• **WHAT IS EXPECTED**
Reproduce everything in the entries below, from the line containing "Exercise. Put one marker on every instance of the turquoise" down to the line containing "Target: turquoise jacket sleeve", including both of those lines and nothing else.

• **INFORMATION SHOWN**
#####

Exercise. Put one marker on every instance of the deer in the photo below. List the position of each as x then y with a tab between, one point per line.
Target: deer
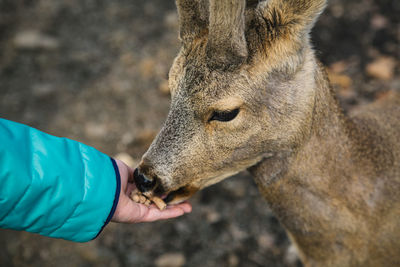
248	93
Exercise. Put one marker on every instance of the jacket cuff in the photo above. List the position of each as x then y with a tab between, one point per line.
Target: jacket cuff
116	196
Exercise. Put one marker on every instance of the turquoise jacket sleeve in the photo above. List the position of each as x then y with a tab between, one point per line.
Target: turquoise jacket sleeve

#####

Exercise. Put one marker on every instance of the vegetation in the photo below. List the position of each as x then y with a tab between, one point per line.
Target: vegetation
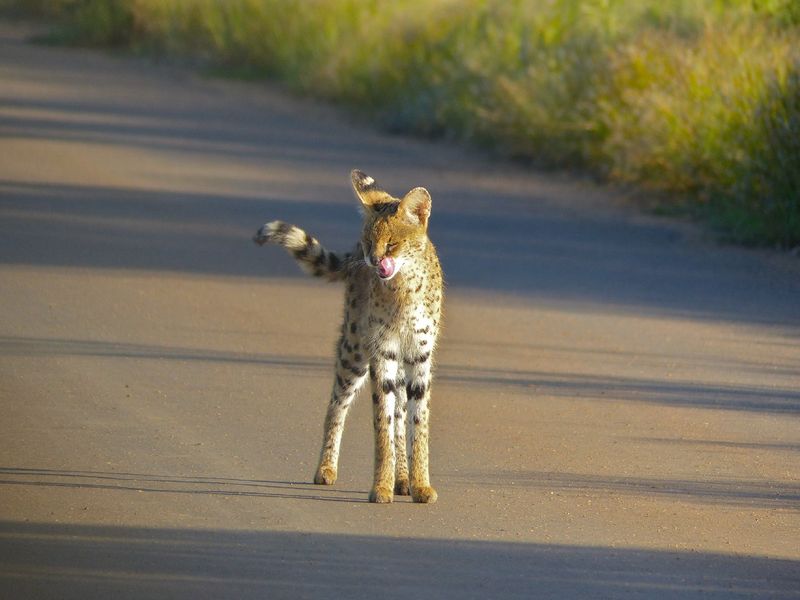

#####

• **COMPLETE RESPONSE**
Exercise. Put one marker on every instance of the turquoise jacket sleeve in the photo above. List the position of each as x then y with a tab between, one point per line.
Target: turquoise jacket sleeve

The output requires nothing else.